### DATASET RECORDS
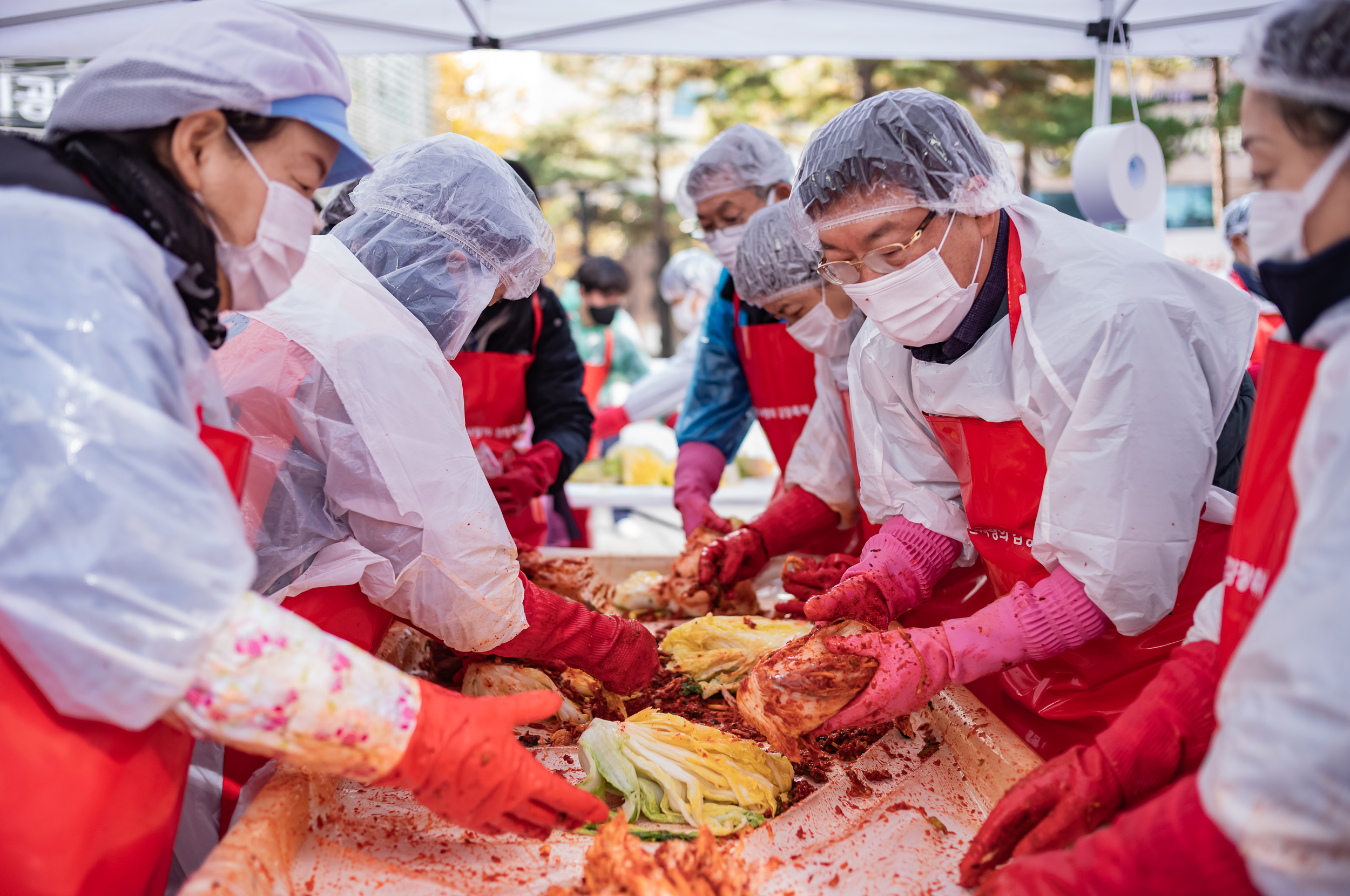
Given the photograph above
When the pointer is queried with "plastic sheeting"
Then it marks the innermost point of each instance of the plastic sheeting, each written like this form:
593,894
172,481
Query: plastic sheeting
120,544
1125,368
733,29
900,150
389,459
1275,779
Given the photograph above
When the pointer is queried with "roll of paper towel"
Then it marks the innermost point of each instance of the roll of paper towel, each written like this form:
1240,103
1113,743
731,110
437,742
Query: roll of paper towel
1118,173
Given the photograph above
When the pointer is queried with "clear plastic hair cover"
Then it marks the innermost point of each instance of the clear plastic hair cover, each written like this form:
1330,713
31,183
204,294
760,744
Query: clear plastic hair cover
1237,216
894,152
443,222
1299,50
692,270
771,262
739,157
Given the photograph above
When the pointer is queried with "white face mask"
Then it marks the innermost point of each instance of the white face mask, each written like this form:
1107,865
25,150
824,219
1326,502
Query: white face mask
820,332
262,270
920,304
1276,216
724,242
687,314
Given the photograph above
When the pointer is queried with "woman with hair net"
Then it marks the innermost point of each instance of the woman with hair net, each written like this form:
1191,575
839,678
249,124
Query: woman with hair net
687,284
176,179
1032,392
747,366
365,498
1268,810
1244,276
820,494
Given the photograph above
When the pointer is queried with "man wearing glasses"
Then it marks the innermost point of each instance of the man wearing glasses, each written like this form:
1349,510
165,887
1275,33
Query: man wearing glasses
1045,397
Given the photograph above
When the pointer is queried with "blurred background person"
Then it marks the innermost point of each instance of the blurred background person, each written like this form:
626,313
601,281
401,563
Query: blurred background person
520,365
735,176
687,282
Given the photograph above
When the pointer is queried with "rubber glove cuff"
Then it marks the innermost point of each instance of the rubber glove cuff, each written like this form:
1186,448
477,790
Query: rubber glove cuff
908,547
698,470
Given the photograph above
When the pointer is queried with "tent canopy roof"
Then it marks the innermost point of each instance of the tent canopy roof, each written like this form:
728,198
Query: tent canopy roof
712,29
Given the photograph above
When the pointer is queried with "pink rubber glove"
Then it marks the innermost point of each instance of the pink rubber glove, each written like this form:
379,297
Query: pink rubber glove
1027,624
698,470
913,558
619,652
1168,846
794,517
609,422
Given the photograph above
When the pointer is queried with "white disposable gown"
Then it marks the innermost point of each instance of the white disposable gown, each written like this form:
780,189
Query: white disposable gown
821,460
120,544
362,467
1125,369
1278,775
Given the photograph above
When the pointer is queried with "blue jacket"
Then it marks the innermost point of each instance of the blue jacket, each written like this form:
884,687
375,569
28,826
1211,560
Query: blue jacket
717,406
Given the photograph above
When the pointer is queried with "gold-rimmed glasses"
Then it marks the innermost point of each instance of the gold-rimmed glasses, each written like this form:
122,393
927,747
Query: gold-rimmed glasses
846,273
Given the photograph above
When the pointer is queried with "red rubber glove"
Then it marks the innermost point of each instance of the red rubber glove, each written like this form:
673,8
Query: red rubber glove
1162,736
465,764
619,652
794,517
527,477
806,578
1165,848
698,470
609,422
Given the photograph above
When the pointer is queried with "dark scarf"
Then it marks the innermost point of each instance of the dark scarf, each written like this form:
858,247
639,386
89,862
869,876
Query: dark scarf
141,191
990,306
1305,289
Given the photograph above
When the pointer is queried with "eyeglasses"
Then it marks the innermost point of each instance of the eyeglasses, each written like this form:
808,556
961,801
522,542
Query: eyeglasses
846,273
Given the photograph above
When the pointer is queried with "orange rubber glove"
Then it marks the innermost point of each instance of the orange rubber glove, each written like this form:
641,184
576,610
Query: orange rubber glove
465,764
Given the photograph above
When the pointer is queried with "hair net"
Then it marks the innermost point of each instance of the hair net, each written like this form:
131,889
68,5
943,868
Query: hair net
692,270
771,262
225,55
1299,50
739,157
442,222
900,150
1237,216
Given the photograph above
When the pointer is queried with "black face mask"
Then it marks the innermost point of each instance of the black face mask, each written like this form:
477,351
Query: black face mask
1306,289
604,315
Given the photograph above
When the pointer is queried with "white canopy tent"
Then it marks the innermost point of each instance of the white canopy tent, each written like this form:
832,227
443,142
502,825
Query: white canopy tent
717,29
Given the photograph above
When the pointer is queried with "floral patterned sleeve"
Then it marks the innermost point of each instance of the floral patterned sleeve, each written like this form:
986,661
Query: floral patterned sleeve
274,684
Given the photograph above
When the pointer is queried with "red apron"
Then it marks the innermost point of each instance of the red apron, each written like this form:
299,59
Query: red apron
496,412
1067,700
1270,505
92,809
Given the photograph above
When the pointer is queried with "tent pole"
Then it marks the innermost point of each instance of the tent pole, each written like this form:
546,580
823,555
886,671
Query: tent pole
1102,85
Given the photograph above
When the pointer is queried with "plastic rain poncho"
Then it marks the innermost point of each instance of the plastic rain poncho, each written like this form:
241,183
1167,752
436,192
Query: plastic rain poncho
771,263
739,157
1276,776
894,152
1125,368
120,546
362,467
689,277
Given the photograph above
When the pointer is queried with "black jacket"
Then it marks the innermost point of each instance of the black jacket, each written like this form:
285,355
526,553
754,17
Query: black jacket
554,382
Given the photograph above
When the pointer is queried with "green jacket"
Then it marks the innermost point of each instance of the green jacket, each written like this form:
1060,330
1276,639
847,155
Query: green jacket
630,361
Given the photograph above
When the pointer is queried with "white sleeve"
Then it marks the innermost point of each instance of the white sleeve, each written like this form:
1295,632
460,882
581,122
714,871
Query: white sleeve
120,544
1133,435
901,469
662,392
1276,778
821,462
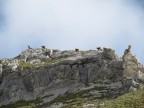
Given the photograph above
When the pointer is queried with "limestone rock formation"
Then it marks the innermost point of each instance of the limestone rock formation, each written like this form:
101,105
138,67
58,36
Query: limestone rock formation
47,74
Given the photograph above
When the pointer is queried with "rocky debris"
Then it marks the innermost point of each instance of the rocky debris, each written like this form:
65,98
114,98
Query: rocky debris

### WHAT IS NEEDED
Output the whole listing again, exactly, without its pictures.

### RESULT OF THE TASK
Given the photograph above
When the pointer is queried with "plastic sheeting"
Then it marks the innermost point of each instance of the plastic sheeting, each written like this form:
593,894
172,481
Query: plastic sheeting
120,544
1125,368
733,29
900,150
389,459
1275,779
Given the photograph above
When the pointer is queried with "roll of paper towel"
Then it marks the innermost point of each instance of the roll of paper towel, each written like this form:
1240,103
1113,743
731,110
437,742
Query: roll of paper towel
1118,173
Given the photograph above
When the pointer is queried with "clear plastic hair cover"
Then it marks the innermost point of each instance of the clear plastic hair cover, each written like this form:
1330,713
31,183
204,294
760,744
Query: clear plastic hair cover
1237,216
894,152
443,222
1299,50
692,270
771,262
739,157
Given the photograph above
When the pointer is queried with "white face mask"
Then it marks the innermost point of each instance of the white face mask, each written like this form:
1107,865
25,150
824,219
1326,502
Query: white face mask
820,332
262,270
920,304
1276,216
724,242
687,314
Given the photograph above
When the pointer is queried with "woman with hair net"
Then it marks the innermost point of each instance of the woman with hair net, each written like this form:
1191,575
839,678
249,124
Query: woman with hair net
687,284
176,179
1032,392
747,366
365,498
1268,810
1244,276
820,494
Given the photograph above
When the pointer is queried with "man wearing glasses"
Then it marks the innermost point of each instance of the man wearing glasses, each written like this form:
1349,510
165,887
1275,33
Query: man wearing glasses
1045,397
Given the photograph above
When the pointer is queried with "blurred background person"
Then it marks the innermost point of each instance of the blurred background person, each written like this form:
626,313
601,281
401,563
Query: blurred background person
520,365
735,176
687,282
Given the photograph above
When the pointer is queried with "rubber glove cuff"
Then it marks the innermost point of each instance of the rubber glove cuff, each written like this form:
1186,448
477,790
Query: rubber glove cuff
908,547
698,470
Given the photograph above
When the pointer is queried with "tent canopy roof"
Then it marks the innermost point of each instance of the tent canopy roof, each written like this form:
728,198
Query: tent canopy roof
712,29
Given the photograph above
When the pointer is queried with "pink rubber glove"
Then it marks the innermost point of each instance of the pink rubber glove, each written like this form:
379,297
Query: pink rubber glove
1027,624
698,470
913,558
619,652
1168,846
794,517
609,422
Given the photograph above
When the pointer is queried with "white disposable gown"
Then it marks the innermost point of each instance of the white disposable gown, each written like this form:
780,189
Query: white disposable gown
821,460
120,544
362,467
1125,369
1278,775
Given the photograph above
When the pointer is queried with "blue jacket"
Then it marks the innermost point of each instance of the blue jacket, each written like this form:
884,687
375,569
28,826
1211,560
Query: blue jacket
717,406
Given the photograph above
When the pointer is queried with "gold-rimmed glasses"
Then it marks the innermost point of each instance of the gold-rimmed glasses, each written like this form:
122,393
927,747
Query: gold-rimmed glasses
846,273
Given the photograph above
When the pointer is queried with "red rubber glove"
Then it marks the innermost point of each instance of the red rubber glove, each written like this form:
673,8
Query: red rubber glove
1162,736
465,764
619,652
794,517
527,477
806,578
1165,848
698,470
609,422
Given the photograph above
When the pointer is queried with "dark scarf"
Then it marks the innermost point of each instance of the dark scarf, each written like this form:
858,247
639,386
89,862
869,876
Query: dark scarf
141,191
990,306
1305,289
Given the photograph above
When the pointer is queried with "eyeglasses"
Then it marks the innermost point of each instance of the eyeglasses, each written like this form:
808,556
961,801
522,542
Query: eyeglasses
846,273
Given the photograph above
When the pointer is queried with "orange rubber glove"
Then it marks the innermost point of each instance of the orange rubber glove, each written like this form:
641,184
576,610
Query: orange rubber glove
465,764
Given the photograph above
When the pointer is queried with "hair net"
Then it marks the innermost point of each instance of the hair net, each written like this form:
131,889
68,5
943,868
Query: hair net
692,270
771,262
225,55
1299,50
739,157
442,222
900,150
1237,216
Given the photograph above
When the pointer is queried with "black face mask"
Then it marks the innermost point of each instance of the black face mask, each written like this form:
477,351
Query: black face mask
1306,289
604,315
Given the photograph above
When the pointer is queried with "white canopy tent"
Then it marks the innermost point of each instance of the white canopy tent, each written like this form:
832,227
443,142
502,825
Query: white canopy tent
717,29
Given the photograph above
When the pointer is queried with "floral patterned sleeve"
Then it marks the innermost point of each instance of the floral patterned sleeve, each written like this form:
986,661
Query: floral patterned sleeve
274,684
Given the photograph above
When the pointer is queried with "red apron"
Then it marks the innermost point of each instance of the red apron, each written like this form:
299,59
Query: red apron
496,412
1067,700
1270,505
92,809
Given the photograph above
When the pointer is queried with "tent pole"
Then it marks the innermost point of each instance of the tent pole, each written like this form:
546,580
823,555
886,671
Query: tent pole
1102,85
Given the photograph above
When the pointer is queried with "plastic rain poncho"
Then it marks the innermost point of each instance of the plastic rain poncho, each written like this form:
241,183
1167,752
436,192
Query: plastic rain poncho
771,263
739,157
1276,776
894,152
1125,368
120,546
362,467
689,277
Given the photograph above
When the pointer is queried with "black jacket"
Then it marks the innermost point of each instance of the black jacket, each written like this form:
285,355
526,553
754,17
Query: black jacket
554,382
Given the photograph above
When the pointer is queried with "green jacket"
Then it marks the innermost point of each instance of the green jacket, each written like this form:
1060,330
1276,639
847,155
Query: green jacket
630,361
Given the photograph above
When the pointer is queried with "white sleeve"
Then it marks the innermost point of each instance of the white sleeve, each written like this form:
1295,632
460,882
581,122
714,871
Query: white sleeve
120,544
1133,435
901,469
662,392
1276,778
821,462
Given the photograph above
When the pointer is queried with "limestone rock formation"
Then it marks the innermost point of each instance of the limestone rock formation, each written like this form:
101,105
138,67
58,36
Query: limestone rock formation
47,74
Given the photograph above
When the pointer is queried with "rocky debris"
Then it marks the innermost point of each instance of the rocky debris, each written like this form:
65,98
114,98
Query: rocky debris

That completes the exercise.